(Data items)
----------------

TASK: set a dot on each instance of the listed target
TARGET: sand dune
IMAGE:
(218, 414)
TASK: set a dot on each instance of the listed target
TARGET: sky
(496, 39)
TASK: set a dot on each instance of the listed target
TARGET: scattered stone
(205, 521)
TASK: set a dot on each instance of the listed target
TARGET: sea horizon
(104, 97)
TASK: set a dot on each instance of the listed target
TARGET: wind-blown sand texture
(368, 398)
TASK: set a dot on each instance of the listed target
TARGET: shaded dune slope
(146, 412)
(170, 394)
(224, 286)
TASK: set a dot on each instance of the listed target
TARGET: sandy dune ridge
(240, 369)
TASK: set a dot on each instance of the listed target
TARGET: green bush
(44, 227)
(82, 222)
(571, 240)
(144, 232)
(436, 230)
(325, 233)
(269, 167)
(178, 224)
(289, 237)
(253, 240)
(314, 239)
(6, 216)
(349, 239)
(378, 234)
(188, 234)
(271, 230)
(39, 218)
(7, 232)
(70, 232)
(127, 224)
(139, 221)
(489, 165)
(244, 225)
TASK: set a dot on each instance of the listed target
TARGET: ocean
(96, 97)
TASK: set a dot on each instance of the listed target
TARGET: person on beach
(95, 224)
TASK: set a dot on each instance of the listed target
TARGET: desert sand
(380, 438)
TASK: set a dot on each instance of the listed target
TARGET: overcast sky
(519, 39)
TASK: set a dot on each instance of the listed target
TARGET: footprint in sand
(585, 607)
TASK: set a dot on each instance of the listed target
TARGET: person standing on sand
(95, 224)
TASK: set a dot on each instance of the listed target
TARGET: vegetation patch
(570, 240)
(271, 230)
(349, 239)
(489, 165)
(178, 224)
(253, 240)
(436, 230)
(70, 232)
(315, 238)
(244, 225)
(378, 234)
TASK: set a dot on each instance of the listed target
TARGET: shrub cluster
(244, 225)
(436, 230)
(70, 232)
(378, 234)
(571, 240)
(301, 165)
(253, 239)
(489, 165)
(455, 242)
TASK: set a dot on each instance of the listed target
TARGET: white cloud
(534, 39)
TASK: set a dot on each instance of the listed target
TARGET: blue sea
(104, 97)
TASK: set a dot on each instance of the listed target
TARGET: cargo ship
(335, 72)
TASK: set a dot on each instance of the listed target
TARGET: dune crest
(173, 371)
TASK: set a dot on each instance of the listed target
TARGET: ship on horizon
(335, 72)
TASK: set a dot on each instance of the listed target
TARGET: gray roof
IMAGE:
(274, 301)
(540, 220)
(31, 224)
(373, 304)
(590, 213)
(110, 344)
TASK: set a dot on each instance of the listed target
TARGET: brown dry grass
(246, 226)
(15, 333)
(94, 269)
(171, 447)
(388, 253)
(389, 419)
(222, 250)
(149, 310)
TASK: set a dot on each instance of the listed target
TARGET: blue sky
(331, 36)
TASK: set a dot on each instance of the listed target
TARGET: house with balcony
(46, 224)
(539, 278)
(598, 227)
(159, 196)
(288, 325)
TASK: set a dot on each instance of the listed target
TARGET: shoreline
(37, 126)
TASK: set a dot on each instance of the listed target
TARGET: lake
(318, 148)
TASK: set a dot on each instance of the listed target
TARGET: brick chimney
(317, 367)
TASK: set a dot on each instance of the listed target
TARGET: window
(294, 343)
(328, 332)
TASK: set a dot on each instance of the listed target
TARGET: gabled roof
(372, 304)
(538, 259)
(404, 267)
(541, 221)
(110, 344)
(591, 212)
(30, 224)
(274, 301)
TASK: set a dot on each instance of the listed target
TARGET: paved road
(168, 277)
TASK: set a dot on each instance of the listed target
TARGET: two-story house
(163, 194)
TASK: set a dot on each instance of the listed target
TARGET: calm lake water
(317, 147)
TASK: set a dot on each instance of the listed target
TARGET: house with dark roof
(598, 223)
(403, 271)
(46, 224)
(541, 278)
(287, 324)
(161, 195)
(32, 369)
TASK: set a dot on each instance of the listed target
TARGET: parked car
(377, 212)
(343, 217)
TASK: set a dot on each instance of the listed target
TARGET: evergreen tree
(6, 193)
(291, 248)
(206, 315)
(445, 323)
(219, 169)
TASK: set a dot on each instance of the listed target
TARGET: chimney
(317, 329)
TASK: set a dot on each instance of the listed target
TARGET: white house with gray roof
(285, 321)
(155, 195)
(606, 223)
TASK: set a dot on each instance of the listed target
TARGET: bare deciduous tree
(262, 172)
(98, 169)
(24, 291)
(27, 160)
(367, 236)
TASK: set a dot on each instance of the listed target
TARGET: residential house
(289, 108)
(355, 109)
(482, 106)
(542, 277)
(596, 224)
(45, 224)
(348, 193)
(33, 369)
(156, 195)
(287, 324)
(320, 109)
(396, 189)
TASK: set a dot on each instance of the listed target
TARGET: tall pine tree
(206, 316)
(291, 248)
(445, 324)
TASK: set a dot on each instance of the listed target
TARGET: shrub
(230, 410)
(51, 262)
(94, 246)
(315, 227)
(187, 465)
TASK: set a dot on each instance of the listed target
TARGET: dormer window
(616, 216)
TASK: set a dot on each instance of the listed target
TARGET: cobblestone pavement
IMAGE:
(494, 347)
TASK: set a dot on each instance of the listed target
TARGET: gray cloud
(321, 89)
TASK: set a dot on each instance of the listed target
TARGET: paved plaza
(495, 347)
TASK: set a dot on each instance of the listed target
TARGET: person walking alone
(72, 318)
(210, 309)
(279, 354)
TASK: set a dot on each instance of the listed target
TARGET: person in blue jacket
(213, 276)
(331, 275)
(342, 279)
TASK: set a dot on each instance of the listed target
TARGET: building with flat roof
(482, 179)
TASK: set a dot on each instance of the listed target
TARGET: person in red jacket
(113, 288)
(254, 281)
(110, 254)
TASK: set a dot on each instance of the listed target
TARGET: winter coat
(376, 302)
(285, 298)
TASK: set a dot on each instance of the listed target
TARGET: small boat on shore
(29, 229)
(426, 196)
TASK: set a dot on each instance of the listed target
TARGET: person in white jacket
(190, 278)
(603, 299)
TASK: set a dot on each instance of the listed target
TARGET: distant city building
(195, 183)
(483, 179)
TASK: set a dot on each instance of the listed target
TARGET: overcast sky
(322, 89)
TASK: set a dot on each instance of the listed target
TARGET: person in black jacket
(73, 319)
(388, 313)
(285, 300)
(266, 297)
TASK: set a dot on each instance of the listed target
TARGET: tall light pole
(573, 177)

----------------

Task requirements: Nothing is to be left out; reproduce each record exactly.

Answer to this problem:
TASK: set a dot on each instance of the listed target
TARGET: sand dune
IMAGE:
(218, 414)
TASK: set a dot on each instance of the listed target
TARGET: sky
(496, 39)
TASK: set a dot on each instance of the listed target
TARGET: scattered stone
(205, 521)
TASK: set a dot on each instance of the listed target
TARGET: sea horizon
(104, 97)
TASK: set a dot on each instance of the listed target
TARGET: wind-blown sand texture
(368, 398)
TASK: set a dot on each instance of the listed target
TARGET: shaded dune slope
(146, 412)
(170, 394)
(224, 286)
TASK: set a dot on each instance of the listed target
TARGET: sandy dune ridge
(240, 369)
TASK: set a dot on each instance of the listed target
TARGET: green bush
(44, 227)
(82, 222)
(571, 240)
(144, 232)
(436, 230)
(325, 233)
(269, 167)
(178, 224)
(289, 237)
(253, 240)
(314, 239)
(6, 216)
(349, 239)
(378, 234)
(188, 234)
(271, 230)
(39, 218)
(7, 232)
(70, 232)
(127, 224)
(139, 221)
(489, 165)
(244, 225)
TASK: set a dot on each instance of the listed target
TARGET: ocean
(96, 97)
TASK: set a dot on each instance of the listed target
TARGET: person on beach
(95, 224)
TASK: set a dot on each instance of the listed target
TARGET: desert sand
(380, 438)
TASK: set a dot on each instance of the listed target
TARGET: overcast sky
(519, 39)
TASK: set a dot on each instance of the listed target
TARGET: footprint in sand
(585, 607)
TASK: set a dot on each instance of the listed target
TARGET: person standing on sand
(95, 224)
TASK: set a dot on each instance of the listed target
TARGET: vegetation patch
(570, 240)
(271, 230)
(349, 239)
(489, 165)
(178, 224)
(253, 240)
(436, 230)
(70, 232)
(315, 238)
(244, 225)
(378, 234)
TASK: set a dot on each instance of the listed target
TARGET: shrub cluster
(244, 225)
(436, 230)
(70, 232)
(378, 234)
(571, 240)
(301, 165)
(253, 239)
(489, 165)
(455, 242)
TASK: set a dot on each instance of the listed target
TARGET: white cloud
(534, 39)
TASK: set a dot on each instance of the listed target
TARGET: blue sea
(104, 97)
TASK: set a dot on each instance of the listed target
TARGET: cargo ship
(335, 72)
TASK: set a dot on each instance of the listed target
TARGET: dune crest
(173, 371)
TASK: set a dot on each instance of the listed target
TARGET: ship on horizon
(335, 72)
TASK: set a dot on each instance of the listed target
TARGET: gray roof
IMAGE:
(274, 301)
(540, 220)
(31, 224)
(373, 304)
(590, 213)
(110, 344)
TASK: set a dot on each instance of the listed target
TARGET: brown dry grass
(246, 226)
(15, 333)
(94, 269)
(171, 447)
(388, 253)
(389, 419)
(222, 250)
(149, 310)
TASK: set a dot on each instance of the listed target
TARGET: blue sky
(331, 36)
TASK: set a dot on each instance of the listed target
TARGET: house with balcony
(46, 224)
(539, 278)
(598, 227)
(159, 196)
(288, 325)
TASK: set a dot on each instance of the listed target
TARGET: shoreline
(37, 126)
TASK: set a dot on each instance of the listed target
TARGET: lake
(318, 148)
TASK: set a dot on each instance of the listed target
TARGET: brick chimney
(317, 367)
TASK: set a dot on each instance of the listed target
TARGET: window
(294, 343)
(328, 332)
TASK: set a dot on each instance of the listed target
TARGET: gabled roof
(372, 304)
(538, 259)
(404, 267)
(541, 221)
(110, 344)
(591, 212)
(30, 224)
(274, 301)
TASK: set a dot on each instance of the listed target
TARGET: paved road
(168, 277)
TASK: set a dot on each instance of the listed target
TARGET: two-story house
(163, 194)
TASK: set a dot on each instance of the listed target
TARGET: calm lake water
(317, 147)
TASK: set a dot on each instance of the listed target
TARGET: house with dark roof
(598, 223)
(403, 271)
(46, 224)
(541, 278)
(287, 324)
(161, 195)
(32, 369)
TASK: set a dot on each instance of the listed target
TARGET: parked car
(377, 212)
(343, 217)
TASK: set a dot on each instance of the listed target
TARGET: evergreen tree
(6, 193)
(291, 248)
(206, 315)
(445, 323)
(219, 169)
TASK: set a dot on each instance of the listed target
TARGET: chimney
(317, 329)
TASK: set a dot on each instance of the listed target
TARGET: white house with gray roof
(285, 321)
(155, 195)
(606, 223)
TASK: set a dot on each instance of the listed target
TARGET: bare deciduous tree
(262, 172)
(98, 169)
(24, 291)
(27, 160)
(367, 236)
TASK: set a dot on each instance of the listed target
TARGET: residential house
(289, 108)
(355, 109)
(482, 106)
(542, 277)
(596, 224)
(45, 224)
(348, 193)
(33, 369)
(156, 195)
(287, 324)
(320, 109)
(396, 189)
TASK: set a dot on each instance of the listed target
TARGET: tall pine tree
(206, 316)
(291, 248)
(445, 324)
TASK: set a dot on each instance of the listed target
TARGET: shrub
(230, 410)
(51, 262)
(94, 246)
(315, 227)
(187, 465)
TASK: set a dot on each instance of the listed target
TARGET: dormer window
(616, 216)
TASK: set a dot on each instance of the listed target
TARGET: cobblestone pavement
IMAGE:
(494, 347)
TASK: set a dot on each instance of the listed target
TARGET: gray cloud
(321, 89)
TASK: set a dot on each instance of the listed target
TARGET: paved plaza
(495, 347)
TASK: set a dot on each instance of the listed target
TARGET: person walking alone
(72, 318)
(210, 309)
(279, 354)
TASK: set a dot on each instance of the listed target
TARGET: person in blue jacket
(213, 276)
(331, 275)
(342, 279)
TASK: set a dot on each instance of the listed target
TARGET: building with flat roof
(482, 179)
TASK: set a dot on each instance of the listed target
TARGET: person in red jacket
(113, 288)
(254, 281)
(110, 254)
TASK: set a dot on each instance of the listed target
TARGET: winter coat
(376, 302)
(285, 298)
TASK: set a dot on each instance of the listed target
TARGET: small boat on shore
(29, 229)
(426, 196)
TASK: set a dot on each instance of the listed target
TARGET: person in white jacket
(190, 278)
(603, 299)
TASK: set a dot on each instance of the listed target
TARGET: distant city building
(195, 183)
(483, 179)
TASK: set a dot on each instance of the listed target
TARGET: overcast sky
(322, 89)
TASK: set a dot on each instance of the listed target
TARGET: person in black jacket
(73, 319)
(388, 313)
(285, 300)
(266, 297)
TASK: set a dot on each instance of the listed target
TARGET: tall light pole
(573, 177)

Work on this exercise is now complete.